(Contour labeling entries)
□ □ □ □ □

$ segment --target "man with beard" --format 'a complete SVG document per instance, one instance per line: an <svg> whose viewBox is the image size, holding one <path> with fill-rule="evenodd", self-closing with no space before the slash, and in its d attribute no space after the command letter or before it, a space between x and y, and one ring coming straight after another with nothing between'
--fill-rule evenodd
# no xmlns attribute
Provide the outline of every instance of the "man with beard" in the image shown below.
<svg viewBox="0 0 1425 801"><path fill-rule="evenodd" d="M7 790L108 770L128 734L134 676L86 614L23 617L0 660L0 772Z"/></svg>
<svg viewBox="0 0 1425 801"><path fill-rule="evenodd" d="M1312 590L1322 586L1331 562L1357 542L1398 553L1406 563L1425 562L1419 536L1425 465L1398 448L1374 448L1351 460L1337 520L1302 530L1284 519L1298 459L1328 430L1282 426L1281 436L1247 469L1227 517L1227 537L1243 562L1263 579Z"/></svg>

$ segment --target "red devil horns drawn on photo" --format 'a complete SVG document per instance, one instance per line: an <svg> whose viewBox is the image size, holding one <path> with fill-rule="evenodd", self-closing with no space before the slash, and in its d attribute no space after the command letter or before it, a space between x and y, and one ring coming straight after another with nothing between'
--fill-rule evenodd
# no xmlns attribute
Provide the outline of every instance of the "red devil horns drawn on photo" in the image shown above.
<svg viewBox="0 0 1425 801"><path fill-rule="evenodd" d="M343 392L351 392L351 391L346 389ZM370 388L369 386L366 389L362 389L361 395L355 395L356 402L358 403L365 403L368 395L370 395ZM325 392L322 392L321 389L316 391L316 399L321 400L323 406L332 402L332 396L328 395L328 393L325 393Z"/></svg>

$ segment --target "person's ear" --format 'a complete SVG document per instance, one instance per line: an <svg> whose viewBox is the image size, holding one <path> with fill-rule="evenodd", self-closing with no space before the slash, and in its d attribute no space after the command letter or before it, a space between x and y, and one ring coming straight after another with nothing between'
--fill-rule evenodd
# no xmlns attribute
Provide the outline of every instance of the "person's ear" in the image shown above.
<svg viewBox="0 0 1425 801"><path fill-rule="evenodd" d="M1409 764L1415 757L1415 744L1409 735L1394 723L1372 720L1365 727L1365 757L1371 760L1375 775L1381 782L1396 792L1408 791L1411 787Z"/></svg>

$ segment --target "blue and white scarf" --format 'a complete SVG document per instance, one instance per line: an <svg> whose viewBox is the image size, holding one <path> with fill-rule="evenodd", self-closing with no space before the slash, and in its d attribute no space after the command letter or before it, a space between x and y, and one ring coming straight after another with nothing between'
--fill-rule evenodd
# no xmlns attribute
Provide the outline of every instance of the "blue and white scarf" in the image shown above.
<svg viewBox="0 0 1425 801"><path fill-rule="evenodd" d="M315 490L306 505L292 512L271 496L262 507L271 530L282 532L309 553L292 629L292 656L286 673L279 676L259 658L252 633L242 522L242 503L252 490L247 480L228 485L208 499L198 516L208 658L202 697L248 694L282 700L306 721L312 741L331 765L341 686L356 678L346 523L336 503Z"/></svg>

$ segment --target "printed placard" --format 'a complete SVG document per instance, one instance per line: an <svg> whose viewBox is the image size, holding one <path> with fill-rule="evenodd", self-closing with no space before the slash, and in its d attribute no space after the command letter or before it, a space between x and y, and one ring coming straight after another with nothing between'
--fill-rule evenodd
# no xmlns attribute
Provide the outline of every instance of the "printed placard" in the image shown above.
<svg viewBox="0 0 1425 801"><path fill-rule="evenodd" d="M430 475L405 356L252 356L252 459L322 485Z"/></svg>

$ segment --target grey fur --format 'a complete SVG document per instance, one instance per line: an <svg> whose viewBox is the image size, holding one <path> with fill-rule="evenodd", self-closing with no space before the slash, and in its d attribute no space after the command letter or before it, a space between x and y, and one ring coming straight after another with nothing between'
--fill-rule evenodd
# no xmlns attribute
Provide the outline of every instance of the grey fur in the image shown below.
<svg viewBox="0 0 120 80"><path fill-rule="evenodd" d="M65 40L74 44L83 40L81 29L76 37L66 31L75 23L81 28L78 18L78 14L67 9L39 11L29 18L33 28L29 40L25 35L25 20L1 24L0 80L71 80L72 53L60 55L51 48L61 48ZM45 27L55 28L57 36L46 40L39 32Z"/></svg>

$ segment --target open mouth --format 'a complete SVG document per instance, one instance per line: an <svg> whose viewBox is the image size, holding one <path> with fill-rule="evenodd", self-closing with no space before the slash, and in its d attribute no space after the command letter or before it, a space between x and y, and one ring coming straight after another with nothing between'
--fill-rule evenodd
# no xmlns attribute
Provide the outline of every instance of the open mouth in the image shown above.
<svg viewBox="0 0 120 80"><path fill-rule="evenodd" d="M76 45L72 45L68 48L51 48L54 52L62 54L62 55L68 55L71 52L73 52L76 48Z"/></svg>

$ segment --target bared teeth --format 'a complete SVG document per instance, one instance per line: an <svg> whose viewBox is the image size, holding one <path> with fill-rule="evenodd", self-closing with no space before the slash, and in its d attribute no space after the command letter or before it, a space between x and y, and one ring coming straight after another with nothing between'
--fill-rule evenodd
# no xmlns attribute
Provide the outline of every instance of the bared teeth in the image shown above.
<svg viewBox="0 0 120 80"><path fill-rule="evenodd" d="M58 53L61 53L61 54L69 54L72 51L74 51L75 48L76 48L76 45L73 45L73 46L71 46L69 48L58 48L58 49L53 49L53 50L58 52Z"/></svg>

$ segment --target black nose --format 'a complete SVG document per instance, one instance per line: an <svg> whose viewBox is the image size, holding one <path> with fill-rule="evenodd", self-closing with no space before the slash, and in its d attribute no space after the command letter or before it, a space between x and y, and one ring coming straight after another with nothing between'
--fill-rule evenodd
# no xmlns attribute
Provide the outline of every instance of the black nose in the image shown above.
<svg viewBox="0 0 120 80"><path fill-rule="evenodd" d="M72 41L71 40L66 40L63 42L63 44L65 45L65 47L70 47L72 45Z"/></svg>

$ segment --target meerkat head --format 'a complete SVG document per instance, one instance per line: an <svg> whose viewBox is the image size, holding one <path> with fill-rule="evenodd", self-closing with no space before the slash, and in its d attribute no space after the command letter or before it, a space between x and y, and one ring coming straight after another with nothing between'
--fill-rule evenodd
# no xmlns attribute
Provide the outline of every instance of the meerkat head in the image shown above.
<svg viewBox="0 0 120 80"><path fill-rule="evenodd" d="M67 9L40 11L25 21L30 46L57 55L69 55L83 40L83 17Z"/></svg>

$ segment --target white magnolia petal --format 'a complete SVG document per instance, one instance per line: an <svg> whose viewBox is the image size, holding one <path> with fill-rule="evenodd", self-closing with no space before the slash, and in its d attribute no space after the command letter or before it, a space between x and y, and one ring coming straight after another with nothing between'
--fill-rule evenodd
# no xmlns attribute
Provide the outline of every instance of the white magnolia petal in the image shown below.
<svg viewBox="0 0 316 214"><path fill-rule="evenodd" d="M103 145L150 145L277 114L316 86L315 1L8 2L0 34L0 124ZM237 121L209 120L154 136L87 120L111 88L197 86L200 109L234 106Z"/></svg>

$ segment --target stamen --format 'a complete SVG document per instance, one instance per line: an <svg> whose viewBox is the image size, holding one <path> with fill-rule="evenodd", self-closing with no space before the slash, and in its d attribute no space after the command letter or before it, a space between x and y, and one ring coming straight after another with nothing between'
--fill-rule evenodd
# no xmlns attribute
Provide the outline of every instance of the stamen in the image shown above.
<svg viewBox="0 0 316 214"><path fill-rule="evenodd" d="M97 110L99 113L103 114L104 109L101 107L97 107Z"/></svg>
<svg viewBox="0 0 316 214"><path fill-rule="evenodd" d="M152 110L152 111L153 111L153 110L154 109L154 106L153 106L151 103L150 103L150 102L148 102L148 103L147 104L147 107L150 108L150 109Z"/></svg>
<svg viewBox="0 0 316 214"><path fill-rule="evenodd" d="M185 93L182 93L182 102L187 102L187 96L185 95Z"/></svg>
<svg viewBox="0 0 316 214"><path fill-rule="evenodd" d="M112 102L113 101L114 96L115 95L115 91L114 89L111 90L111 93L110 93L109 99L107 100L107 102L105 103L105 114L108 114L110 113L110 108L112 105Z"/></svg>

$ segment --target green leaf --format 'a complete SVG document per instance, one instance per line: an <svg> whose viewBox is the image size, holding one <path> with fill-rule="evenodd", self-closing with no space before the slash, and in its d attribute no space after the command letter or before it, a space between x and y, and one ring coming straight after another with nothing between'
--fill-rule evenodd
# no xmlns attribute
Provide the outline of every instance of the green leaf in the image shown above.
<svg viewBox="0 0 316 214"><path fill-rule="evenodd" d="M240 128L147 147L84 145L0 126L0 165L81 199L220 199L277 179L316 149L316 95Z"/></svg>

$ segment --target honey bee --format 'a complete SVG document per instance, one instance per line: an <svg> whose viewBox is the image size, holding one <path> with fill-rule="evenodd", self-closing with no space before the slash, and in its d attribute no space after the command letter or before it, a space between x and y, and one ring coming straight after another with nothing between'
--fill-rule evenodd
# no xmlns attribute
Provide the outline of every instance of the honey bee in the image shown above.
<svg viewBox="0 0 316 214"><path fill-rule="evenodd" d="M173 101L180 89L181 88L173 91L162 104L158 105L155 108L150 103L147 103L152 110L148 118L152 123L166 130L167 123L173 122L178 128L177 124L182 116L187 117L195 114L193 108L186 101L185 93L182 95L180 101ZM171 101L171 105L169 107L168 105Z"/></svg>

□ □ □ □ □

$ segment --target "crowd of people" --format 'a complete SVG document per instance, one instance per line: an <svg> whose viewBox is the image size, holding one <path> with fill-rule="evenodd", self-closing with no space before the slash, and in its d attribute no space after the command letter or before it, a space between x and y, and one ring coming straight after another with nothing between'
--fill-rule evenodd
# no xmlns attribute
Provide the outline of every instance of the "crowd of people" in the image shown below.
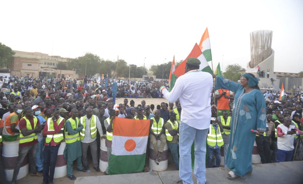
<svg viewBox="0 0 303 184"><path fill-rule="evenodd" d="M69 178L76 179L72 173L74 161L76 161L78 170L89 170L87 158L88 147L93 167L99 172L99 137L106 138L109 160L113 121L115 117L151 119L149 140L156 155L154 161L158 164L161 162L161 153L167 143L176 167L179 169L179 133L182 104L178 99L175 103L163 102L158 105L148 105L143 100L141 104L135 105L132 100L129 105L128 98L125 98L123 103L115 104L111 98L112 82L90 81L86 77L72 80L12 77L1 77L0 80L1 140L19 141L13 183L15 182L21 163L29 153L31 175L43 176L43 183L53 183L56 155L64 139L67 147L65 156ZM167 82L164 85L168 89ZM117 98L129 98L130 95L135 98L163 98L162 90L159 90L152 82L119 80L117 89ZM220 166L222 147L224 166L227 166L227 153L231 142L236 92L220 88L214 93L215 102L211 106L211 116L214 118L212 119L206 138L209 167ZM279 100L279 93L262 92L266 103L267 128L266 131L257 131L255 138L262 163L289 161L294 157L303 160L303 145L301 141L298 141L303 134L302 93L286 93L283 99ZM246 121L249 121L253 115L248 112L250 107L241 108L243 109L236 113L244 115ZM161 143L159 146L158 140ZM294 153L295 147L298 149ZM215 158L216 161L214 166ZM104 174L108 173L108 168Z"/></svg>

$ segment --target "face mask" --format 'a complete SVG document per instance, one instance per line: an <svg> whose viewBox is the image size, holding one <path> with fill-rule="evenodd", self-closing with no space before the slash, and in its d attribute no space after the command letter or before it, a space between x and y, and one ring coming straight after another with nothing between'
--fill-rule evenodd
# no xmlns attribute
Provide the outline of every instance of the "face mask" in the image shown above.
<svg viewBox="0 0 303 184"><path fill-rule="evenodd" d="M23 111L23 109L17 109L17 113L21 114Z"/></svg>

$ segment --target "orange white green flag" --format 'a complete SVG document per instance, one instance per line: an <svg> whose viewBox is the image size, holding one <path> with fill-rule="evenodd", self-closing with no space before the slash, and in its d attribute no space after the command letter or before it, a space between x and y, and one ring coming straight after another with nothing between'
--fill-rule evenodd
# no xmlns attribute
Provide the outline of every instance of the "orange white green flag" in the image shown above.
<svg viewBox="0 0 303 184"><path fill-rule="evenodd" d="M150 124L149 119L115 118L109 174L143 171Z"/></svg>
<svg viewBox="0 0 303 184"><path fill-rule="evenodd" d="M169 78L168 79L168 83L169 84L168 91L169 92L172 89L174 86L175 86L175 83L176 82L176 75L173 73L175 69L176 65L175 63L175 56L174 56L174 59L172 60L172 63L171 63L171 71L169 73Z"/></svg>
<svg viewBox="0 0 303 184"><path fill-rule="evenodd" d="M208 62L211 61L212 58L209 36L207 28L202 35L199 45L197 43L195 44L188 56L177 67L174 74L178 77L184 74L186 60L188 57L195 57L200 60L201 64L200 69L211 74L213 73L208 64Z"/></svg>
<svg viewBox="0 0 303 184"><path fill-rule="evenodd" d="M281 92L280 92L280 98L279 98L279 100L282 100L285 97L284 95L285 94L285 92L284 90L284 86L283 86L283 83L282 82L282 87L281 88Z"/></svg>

□ □ □ □ □

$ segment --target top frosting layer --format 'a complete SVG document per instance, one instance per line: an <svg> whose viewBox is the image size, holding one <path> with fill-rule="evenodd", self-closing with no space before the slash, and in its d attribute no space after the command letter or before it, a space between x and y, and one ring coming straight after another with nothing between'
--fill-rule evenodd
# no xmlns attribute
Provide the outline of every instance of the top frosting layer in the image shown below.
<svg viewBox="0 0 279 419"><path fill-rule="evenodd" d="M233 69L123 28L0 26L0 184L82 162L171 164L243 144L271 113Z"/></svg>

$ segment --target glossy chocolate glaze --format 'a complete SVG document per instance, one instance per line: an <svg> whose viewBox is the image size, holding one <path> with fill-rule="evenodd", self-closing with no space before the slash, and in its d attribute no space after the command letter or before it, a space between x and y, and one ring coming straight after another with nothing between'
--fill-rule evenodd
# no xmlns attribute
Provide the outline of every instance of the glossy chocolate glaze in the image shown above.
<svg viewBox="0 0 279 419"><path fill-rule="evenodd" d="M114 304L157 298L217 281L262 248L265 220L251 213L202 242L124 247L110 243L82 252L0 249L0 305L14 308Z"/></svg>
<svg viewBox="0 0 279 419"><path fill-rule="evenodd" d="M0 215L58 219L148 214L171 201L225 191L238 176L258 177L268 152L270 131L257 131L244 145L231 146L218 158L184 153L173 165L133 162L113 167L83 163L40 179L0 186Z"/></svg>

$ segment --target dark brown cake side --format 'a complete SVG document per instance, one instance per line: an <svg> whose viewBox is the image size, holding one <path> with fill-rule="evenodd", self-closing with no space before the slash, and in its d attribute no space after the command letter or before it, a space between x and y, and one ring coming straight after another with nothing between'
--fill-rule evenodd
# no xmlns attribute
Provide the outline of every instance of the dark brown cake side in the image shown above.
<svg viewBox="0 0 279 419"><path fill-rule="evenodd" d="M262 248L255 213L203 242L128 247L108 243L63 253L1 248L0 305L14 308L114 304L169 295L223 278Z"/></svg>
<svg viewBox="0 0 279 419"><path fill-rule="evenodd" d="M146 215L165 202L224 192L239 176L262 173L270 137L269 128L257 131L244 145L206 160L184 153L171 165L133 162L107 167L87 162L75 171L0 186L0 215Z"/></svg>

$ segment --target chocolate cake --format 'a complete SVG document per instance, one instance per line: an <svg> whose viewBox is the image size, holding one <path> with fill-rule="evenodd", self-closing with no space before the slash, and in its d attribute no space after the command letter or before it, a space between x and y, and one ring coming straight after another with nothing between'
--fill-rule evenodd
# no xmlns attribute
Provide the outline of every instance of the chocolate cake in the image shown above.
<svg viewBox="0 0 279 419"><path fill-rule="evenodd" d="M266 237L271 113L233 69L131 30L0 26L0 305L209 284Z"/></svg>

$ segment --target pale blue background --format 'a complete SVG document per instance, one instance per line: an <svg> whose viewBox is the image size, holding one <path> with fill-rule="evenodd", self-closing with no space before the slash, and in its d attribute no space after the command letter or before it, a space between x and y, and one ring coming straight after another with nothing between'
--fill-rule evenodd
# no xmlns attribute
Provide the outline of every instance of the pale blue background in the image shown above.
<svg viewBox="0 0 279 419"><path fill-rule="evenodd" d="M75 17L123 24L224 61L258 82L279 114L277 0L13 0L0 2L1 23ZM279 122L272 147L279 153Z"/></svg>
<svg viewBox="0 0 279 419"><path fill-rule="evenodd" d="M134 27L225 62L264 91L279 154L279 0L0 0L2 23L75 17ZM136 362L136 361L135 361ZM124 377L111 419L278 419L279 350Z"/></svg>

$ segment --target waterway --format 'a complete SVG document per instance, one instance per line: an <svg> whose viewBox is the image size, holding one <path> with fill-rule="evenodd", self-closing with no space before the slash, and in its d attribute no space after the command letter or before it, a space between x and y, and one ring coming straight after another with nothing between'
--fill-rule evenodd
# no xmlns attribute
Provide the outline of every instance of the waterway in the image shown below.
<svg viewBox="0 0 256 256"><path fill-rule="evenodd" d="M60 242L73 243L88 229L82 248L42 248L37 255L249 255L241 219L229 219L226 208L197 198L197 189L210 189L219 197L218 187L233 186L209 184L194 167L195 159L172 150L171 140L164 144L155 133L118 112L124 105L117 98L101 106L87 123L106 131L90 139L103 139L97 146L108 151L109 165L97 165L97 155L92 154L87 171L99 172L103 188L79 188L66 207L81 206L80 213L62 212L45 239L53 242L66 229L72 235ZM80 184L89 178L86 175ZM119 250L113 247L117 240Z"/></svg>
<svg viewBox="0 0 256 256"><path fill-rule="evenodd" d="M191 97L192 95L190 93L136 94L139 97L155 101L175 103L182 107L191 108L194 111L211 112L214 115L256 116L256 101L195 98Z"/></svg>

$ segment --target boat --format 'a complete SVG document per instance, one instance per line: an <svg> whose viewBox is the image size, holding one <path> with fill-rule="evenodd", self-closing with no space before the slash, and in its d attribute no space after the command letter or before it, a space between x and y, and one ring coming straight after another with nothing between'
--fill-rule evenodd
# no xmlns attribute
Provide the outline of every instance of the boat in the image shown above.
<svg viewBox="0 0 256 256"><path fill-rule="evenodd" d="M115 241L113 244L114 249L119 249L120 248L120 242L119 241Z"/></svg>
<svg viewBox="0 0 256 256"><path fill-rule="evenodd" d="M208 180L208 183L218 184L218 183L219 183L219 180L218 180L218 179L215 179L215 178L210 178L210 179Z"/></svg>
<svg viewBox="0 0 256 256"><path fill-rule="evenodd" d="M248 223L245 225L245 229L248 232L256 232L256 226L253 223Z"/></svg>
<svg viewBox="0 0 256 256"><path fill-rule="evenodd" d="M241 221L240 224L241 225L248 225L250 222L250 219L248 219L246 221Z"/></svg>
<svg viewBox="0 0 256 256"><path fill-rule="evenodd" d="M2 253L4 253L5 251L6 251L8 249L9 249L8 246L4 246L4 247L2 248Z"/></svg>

□ □ □ □ □

[Problem to work on] List each line of the material above that contains the string "frosting", and copy every such line in full. The match is case-sensitive.

[Task result]
$ segment --target top frosting layer --format 'a complete SVG document per instance, one instance per line: an <svg> whose viewBox is the image size, holding one <path> with fill-rule="evenodd", self-closing with no space before the slash, and in its d attribute no space after the command letter or before it, a space between x and y, and one ring coming straight after another with nothing between'
Provide the outline of every instance of the top frosting layer in the image shown below.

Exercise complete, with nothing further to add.